Thursday, May 30, 2002

"65,049,600" - the number of tons of copper wire supporting the communication of America.

"Regulators, politicians, and litigators always imagine that they can promote various high-minded goals, such as universal service, by offering monopoly privileges to companies for providing it. But the result, as Peter Huber and his associates show in their text, Federal Broadband Law, is mostly to promote monopoly at the expense of real universal services, which ultimately depends not on law but on innovation"

[from Telecosm by George Gilder, 2000]

Wednesday, May 29, 2002

Started last ETConn2002 session, Rethinking the Modern OS presented by Richard Rashid @ Microsoft. Part of the session discuss ideas for modelling user behaviour by defining what is important to a user based on past behaviour.

◆ **Task instructions**
[1] Return the stretch of the blog excerpt from "[from Telecosm by" through "on past behaviour.", copied word for word.
[2] Report each line of the records below that contains the word "lamp", reproducing every such line in full.

◆ **Data listing**
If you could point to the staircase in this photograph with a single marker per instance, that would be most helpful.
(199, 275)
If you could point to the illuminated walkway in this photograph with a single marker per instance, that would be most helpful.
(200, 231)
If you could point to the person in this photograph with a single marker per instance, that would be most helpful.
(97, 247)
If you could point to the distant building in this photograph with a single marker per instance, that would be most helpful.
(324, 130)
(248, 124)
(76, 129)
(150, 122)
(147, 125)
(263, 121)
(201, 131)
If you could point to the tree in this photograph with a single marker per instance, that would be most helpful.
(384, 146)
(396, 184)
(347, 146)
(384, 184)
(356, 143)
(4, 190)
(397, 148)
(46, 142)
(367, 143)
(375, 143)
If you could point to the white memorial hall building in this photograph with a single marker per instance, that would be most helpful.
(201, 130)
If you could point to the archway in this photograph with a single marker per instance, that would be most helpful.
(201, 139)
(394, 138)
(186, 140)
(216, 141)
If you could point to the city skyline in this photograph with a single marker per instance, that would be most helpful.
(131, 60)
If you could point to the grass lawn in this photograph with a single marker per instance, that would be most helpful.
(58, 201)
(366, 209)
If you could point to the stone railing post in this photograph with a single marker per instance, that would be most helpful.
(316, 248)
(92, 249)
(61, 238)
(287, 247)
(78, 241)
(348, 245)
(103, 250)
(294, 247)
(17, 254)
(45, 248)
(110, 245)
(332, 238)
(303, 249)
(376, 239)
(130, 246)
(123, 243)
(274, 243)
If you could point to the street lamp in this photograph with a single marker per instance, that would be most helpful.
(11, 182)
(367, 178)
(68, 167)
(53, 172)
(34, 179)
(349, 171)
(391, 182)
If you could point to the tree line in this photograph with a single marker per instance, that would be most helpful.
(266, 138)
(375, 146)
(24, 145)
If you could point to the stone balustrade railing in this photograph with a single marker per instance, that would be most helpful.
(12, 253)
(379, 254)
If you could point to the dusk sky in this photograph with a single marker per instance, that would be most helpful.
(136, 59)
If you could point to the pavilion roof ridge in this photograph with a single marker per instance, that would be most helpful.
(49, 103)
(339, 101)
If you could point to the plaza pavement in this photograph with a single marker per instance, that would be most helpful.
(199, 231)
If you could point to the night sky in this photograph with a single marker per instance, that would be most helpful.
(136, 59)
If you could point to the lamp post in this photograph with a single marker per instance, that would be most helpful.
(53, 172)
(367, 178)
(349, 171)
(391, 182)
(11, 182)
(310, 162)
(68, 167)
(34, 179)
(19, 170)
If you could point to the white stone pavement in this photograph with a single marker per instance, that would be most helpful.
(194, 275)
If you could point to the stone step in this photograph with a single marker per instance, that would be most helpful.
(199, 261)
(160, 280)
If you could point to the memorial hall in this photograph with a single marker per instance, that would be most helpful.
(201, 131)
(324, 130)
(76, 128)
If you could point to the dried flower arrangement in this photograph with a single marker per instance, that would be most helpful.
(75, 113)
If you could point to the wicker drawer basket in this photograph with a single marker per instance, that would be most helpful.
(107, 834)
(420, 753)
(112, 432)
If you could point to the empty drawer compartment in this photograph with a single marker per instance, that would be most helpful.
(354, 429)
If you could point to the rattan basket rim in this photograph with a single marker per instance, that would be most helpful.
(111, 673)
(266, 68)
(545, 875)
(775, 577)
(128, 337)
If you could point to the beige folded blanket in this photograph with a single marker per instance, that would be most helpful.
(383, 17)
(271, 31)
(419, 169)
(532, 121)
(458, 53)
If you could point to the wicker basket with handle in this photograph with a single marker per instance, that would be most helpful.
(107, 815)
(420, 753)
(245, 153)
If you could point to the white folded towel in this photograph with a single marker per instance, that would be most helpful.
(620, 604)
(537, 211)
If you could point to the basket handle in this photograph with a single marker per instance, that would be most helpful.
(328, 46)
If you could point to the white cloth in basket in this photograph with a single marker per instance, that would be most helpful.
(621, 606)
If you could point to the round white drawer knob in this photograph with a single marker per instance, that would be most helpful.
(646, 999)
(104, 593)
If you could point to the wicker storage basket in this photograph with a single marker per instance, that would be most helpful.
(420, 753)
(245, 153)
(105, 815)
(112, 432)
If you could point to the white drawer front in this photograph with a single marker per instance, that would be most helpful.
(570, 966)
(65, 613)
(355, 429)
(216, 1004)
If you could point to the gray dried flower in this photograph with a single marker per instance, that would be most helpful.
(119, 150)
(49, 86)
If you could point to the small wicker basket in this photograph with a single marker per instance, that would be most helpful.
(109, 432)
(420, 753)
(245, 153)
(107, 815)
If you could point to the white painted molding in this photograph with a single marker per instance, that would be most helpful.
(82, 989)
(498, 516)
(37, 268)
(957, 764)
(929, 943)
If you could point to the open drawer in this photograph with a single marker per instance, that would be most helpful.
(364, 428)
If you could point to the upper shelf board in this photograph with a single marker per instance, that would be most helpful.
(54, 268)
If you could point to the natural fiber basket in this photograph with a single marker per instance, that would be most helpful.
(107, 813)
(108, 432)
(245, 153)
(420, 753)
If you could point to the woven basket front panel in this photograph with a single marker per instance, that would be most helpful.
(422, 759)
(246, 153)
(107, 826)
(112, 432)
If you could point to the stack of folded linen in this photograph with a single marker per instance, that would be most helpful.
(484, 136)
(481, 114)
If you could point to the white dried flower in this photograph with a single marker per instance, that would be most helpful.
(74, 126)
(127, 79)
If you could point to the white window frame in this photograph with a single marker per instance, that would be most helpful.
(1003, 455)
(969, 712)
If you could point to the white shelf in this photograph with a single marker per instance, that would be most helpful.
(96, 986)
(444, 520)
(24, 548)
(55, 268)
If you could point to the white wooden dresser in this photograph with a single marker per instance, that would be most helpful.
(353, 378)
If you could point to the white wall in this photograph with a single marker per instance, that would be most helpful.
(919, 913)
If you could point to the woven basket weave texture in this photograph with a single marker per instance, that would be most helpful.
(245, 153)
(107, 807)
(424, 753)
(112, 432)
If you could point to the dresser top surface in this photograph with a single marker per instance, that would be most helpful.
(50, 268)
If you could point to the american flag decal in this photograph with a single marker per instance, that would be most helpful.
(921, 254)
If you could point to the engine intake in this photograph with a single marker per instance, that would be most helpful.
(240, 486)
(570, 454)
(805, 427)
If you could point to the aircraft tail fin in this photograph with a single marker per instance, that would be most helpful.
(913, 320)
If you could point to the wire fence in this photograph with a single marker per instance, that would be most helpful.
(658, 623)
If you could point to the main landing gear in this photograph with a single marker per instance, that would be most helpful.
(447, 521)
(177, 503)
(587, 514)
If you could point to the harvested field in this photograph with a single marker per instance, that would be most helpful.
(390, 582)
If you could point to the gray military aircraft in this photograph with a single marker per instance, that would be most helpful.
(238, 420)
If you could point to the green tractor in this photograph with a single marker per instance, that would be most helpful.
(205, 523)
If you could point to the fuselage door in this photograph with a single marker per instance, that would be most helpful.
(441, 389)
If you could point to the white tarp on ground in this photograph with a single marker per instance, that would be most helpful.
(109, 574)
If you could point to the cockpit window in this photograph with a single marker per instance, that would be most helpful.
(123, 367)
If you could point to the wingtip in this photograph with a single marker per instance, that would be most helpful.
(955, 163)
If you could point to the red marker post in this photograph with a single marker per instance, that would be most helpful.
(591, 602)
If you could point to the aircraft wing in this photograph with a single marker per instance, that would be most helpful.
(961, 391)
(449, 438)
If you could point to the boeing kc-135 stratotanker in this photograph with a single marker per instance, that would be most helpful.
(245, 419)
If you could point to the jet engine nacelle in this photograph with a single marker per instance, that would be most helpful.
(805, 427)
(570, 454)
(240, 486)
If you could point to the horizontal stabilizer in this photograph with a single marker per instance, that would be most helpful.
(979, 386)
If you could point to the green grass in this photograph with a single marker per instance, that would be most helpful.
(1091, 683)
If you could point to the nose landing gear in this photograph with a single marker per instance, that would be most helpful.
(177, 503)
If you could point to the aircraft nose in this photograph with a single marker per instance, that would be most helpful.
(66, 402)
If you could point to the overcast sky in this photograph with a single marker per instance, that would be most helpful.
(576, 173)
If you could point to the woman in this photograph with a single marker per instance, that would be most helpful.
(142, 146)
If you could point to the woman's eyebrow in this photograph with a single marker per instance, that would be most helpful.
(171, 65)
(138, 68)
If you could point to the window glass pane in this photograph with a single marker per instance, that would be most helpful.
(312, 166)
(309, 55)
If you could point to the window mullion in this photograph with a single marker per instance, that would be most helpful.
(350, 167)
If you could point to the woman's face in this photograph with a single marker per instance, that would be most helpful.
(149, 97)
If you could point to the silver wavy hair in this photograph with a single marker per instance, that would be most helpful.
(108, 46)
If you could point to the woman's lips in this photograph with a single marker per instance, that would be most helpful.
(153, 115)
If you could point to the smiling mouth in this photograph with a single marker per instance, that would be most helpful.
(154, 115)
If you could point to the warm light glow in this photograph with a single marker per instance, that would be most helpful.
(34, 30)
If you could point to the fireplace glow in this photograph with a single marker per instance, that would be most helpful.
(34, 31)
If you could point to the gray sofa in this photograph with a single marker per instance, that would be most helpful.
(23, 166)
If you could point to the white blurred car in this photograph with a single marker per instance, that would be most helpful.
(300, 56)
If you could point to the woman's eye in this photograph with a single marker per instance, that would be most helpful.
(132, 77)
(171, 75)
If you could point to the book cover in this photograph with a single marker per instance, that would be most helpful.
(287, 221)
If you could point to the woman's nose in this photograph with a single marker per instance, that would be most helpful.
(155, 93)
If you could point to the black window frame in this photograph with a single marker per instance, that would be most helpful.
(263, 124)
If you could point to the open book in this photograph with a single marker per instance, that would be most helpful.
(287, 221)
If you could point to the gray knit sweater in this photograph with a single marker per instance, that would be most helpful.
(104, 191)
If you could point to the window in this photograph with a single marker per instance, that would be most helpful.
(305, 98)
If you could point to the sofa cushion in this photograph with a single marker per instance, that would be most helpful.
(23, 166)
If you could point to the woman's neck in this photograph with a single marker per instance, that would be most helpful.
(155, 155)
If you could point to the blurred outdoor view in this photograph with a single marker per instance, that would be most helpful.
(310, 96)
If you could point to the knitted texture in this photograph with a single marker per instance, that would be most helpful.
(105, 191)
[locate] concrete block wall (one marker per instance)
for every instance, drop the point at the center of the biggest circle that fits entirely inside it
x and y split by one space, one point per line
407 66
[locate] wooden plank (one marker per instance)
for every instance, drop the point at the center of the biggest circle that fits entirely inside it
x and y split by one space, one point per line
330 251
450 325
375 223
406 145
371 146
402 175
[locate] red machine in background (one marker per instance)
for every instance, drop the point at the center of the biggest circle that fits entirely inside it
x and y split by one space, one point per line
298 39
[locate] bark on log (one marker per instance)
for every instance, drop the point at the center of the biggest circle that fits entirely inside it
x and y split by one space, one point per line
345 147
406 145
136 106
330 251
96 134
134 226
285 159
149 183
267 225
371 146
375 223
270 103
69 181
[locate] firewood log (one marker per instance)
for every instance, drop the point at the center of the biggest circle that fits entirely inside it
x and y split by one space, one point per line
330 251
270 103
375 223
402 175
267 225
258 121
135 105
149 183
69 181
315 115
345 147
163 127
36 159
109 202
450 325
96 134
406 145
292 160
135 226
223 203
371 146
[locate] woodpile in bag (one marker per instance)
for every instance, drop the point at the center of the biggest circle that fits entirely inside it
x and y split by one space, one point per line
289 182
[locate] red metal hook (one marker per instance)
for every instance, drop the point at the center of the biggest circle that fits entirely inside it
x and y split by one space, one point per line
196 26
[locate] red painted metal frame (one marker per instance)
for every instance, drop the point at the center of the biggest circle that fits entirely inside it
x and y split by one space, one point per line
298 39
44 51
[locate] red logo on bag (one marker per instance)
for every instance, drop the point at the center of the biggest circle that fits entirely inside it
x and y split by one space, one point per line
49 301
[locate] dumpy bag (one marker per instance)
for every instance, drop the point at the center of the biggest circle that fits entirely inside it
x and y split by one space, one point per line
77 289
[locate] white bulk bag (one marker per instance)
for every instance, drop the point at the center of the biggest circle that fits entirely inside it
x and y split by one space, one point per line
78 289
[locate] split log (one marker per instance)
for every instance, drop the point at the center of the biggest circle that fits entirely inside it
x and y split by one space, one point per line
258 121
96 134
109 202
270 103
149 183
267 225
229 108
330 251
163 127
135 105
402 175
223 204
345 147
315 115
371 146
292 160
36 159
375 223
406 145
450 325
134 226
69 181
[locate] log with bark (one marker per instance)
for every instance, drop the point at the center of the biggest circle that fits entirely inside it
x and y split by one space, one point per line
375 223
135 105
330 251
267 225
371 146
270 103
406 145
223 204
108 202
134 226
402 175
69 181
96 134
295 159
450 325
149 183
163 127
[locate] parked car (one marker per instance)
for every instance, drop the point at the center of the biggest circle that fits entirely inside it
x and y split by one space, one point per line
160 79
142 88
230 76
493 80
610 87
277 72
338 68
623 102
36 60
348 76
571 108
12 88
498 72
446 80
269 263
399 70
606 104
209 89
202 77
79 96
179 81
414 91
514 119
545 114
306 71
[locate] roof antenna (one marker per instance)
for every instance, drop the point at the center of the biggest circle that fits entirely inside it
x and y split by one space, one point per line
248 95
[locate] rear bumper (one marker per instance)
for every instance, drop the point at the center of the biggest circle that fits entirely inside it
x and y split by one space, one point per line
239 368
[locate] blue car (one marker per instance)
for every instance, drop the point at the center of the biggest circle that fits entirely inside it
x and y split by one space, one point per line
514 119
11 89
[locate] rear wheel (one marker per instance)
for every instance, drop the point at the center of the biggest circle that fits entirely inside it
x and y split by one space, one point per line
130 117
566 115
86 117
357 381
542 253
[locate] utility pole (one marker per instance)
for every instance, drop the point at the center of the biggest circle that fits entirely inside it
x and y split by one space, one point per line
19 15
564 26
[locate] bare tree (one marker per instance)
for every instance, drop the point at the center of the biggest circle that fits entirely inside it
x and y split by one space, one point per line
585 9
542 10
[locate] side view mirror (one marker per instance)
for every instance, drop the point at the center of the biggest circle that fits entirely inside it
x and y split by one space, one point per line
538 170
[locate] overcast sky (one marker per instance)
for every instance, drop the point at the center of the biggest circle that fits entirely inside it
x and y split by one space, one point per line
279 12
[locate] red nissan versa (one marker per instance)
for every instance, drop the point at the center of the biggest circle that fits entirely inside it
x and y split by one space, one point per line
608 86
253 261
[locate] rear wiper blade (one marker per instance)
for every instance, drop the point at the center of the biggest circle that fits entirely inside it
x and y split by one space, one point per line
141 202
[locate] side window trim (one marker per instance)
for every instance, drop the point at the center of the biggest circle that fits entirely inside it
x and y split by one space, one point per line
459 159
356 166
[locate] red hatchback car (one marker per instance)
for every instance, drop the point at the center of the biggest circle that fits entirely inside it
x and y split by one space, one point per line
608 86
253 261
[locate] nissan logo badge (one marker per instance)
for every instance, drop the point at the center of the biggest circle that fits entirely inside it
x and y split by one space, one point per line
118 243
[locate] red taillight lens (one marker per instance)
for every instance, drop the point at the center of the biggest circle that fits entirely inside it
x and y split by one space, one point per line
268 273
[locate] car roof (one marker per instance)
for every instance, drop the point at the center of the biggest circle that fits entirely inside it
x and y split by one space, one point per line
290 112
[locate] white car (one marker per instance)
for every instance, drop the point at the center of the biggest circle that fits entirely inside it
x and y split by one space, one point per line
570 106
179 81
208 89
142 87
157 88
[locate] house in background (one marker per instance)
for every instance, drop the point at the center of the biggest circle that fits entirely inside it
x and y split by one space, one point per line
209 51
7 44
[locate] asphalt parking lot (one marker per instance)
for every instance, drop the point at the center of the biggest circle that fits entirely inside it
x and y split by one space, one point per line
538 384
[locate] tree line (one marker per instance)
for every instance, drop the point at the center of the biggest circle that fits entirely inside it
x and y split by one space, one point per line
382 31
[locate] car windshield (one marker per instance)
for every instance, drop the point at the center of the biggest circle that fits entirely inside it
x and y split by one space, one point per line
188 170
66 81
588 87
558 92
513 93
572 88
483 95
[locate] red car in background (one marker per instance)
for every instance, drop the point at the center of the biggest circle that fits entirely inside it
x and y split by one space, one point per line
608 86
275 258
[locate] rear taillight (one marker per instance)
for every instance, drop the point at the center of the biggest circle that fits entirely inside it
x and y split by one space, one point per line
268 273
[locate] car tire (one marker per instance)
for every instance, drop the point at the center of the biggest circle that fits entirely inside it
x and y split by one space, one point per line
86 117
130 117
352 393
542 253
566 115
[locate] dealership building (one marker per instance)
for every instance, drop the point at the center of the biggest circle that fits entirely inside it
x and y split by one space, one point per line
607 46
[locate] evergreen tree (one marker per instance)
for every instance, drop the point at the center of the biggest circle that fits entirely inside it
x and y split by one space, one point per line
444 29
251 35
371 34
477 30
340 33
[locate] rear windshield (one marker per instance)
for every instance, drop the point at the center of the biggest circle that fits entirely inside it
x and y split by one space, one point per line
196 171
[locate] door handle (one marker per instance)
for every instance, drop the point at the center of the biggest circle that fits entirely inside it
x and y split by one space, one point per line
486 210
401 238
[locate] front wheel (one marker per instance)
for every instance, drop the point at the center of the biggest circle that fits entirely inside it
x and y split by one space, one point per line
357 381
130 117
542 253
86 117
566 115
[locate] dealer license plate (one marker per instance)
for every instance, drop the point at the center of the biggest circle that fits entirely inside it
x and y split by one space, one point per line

◆ **Answers to the problems**
[1]
[from Telecosm by George Gilder, 2000]

Wednesday, May 29, 2002

Started last ETConn2002 session, Rethinking the Modern OS presented by Richard Rashid @ Microsoft. Part of the session discuss ideas for modelling user behaviour by defining what is important to a user based on past behaviour.

[2]
If you could point to the street lamp in this photograph with a single marker per instance, that would be most helpful.
If you could point to the lamp post in this photograph with a single marker per instance, that would be most helpful.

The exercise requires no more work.